----- Dataset records -----

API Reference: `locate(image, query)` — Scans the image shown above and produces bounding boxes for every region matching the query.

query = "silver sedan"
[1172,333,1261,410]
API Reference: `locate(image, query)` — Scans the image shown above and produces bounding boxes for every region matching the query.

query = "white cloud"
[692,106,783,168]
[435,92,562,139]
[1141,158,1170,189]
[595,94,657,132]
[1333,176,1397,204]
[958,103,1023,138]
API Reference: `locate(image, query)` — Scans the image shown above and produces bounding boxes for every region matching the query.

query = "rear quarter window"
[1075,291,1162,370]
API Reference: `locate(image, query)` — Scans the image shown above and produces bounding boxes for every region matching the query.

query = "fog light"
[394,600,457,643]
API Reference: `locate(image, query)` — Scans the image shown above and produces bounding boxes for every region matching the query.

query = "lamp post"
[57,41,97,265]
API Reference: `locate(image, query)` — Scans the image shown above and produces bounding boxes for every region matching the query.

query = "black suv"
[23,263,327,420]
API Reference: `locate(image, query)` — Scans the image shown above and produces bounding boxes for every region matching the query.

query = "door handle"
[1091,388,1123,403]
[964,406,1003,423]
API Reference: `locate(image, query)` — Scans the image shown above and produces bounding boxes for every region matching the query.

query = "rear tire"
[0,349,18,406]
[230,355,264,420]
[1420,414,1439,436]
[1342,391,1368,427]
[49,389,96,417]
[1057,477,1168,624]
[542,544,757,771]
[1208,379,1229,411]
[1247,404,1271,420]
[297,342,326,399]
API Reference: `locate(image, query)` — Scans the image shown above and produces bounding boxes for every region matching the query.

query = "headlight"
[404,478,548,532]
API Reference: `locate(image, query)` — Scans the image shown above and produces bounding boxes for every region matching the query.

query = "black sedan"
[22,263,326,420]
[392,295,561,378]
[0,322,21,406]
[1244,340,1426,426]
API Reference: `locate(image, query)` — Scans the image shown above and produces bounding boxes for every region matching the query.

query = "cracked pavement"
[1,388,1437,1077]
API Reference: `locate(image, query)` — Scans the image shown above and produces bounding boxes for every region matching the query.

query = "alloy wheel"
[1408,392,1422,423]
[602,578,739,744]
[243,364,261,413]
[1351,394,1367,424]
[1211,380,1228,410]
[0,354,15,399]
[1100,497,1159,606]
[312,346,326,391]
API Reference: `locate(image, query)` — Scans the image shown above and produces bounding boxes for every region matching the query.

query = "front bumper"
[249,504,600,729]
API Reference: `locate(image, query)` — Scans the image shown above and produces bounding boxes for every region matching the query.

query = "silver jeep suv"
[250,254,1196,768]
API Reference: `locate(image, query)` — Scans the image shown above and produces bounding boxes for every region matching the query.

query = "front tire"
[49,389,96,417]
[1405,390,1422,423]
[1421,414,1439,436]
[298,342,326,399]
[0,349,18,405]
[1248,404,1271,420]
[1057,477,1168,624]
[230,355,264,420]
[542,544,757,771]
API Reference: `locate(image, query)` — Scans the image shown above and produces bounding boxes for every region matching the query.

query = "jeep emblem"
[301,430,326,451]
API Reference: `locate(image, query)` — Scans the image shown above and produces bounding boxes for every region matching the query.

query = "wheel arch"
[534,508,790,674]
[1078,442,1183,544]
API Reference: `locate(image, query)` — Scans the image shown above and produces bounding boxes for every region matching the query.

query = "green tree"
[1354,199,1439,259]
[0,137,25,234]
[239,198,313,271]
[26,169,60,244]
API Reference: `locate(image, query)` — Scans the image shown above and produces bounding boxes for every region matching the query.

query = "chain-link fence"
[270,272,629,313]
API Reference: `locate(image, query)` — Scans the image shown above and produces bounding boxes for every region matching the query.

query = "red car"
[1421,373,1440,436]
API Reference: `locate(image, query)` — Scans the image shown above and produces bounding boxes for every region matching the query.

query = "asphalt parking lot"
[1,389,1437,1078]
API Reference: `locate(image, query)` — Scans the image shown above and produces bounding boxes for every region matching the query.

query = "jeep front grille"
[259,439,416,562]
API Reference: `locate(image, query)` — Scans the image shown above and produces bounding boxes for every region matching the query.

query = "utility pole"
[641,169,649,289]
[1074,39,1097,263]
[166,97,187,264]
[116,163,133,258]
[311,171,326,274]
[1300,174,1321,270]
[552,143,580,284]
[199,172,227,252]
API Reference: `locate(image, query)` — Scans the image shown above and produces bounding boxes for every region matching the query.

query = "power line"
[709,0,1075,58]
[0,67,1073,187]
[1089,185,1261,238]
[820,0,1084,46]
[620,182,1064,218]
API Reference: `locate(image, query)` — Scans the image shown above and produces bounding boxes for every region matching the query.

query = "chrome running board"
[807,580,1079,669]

-----

▶ **What you need to do**: From the first line to the last, return the data exactly as written.

▶ **Response area**:
API Reference: `locate(image, query)` — Scans the image shown above and produces bounding boxes for every region matching the query.

query = "silver sedan"
[1172,333,1261,410]
API Reference: `locate(image, query)` — Scans the image shown above and produces bounding boxes for every region matching the query.

query = "white cloud"
[692,106,783,168]
[435,92,562,139]
[1141,158,1170,189]
[595,94,657,132]
[1333,176,1397,204]
[958,103,1023,138]
API Reference: `locate(image, query)` — Scans the image shown above and produces bounding boxes for every region matching the query.

query = "rear quarter window"
[1075,291,1162,370]
API Reference: `locate(image, query)` — Scans the image shown above and produces bounding boxes for every region matching the query.

query = "fog light"
[394,600,457,643]
API Reference: `locate(image, query)` — Scans the image shown above and produces bounding boxes for every region matching the query.

query = "lamp post"
[57,41,97,265]
API Reference: `locate(image, query)` — Scans the image shown above and produces bounding boxes for every region matching the query.

query = "black suv"
[23,263,327,420]
API Reference: `locate(image, query)` — Scans the image shown above and produces bounding boxes for every region matching the query.

query = "door handle"
[1091,388,1123,403]
[964,406,1003,423]
API Reference: `locate(image, query)` — Scans the image shown above and produces bounding boxes for every region matching the query.

query = "rear tire"
[0,349,18,406]
[230,355,264,420]
[1420,414,1439,436]
[1342,391,1368,427]
[49,389,96,417]
[1057,477,1168,624]
[542,544,757,771]
[1208,379,1229,411]
[1247,404,1271,420]
[297,342,326,399]
API Reference: `locate(image, query)` — Scans the image shown above and produces bounding boxes for every region matching the query.

query = "headlight"
[404,478,548,532]
API Reference: `locate(image, query)` — Scans the image shown above and produces bounding boxes for every region matching the query.

query = "black sedan"
[22,263,326,420]
[392,295,561,378]
[0,322,21,406]
[1244,340,1426,426]
API Reference: `locate(image, query)` — Scans the image shown above and produces bounding boxes for every region matching the query.

query = "cracked pavement"
[1,388,1437,1077]
API Reference: `locate(image, query)` — Scans the image shown above and produces bounding boxes for every region matching the query.

query = "alloy wheel"
[1408,392,1422,423]
[602,578,739,744]
[243,364,261,413]
[1351,394,1367,424]
[1211,380,1228,410]
[0,354,15,399]
[1100,497,1159,606]
[312,346,326,391]
API Reference: `locate(image, query)` — Scans the image shown above and produces bounding boxes for every region matching the query.

query = "front bumper"
[249,504,600,729]
API Reference: `locate(image, query)` — Scans the image shown above and produces bounding boxes for every region matching the query.

query = "silver jeep suv"
[250,254,1196,768]
API Reference: `locate(image, query)` — Scans the image shown above and produces bounding boxes for every region matching the query.

query = "front tire"
[49,389,96,417]
[1405,390,1422,423]
[1421,414,1439,436]
[298,342,326,399]
[0,349,18,405]
[1248,404,1271,420]
[1057,477,1168,624]
[230,355,264,420]
[542,544,757,771]
API Reference: `locate(image, query)` — Scans the image shown above and produces bounding boxes for every region matching the query.

query = "jeep emblem"
[301,430,326,451]
API Reference: `locate(image, query)` — Scans the image shown above and produces bounding boxes for every region matching the query.

query = "wheel arch"
[534,508,790,674]
[1078,442,1183,544]
API Reference: `locate(image, query)` — Scans the image shown above and produces bounding boxes for every region matching the query.

query = "green tree"
[1354,199,1439,259]
[0,137,25,234]
[239,198,313,271]
[26,169,60,244]
API Reference: `locate(image, query)` — Scans the image shown above and produces bounding boxes for every region matching the query.

query = "chain-link fence"
[270,272,629,313]
API Reference: `locate(image, query)` — Scans the image shown above and produces bounding boxes for every region matching the query.

query = "red car"
[1421,373,1440,436]
API Reference: `locate(image, query)` — Scans the image shown above and produces bounding boxes for every region matching the query.

query = "asphalt parking lot"
[1,389,1437,1078]
API Reference: `locate(image, query)` — Scans the image shown above and produces bounding boxes for every region matching the query.

query = "jeep front grille"
[259,439,416,562]
API Reference: `locate(image, query)` — Scans the image shown above and produces bounding boxes for every region matching the query.

query = "utility pole"
[641,169,649,289]
[1074,39,1097,263]
[166,97,187,264]
[116,163,133,258]
[311,171,326,274]
[1300,174,1321,270]
[552,143,580,284]
[199,172,227,252]
API Reference: `locate(image, query)` — Scans the image shown above and produces bounding boxes for every region matching the query.

query = "power line"
[709,0,1075,58]
[0,67,1073,187]
[1089,185,1261,238]
[820,0,1084,46]
[620,182,1064,218]
API Reference: `locate(image, query)` — Scans the image shown above and produces bounding boxes for every region matching the query.

query = "chrome running board"
[807,580,1079,669]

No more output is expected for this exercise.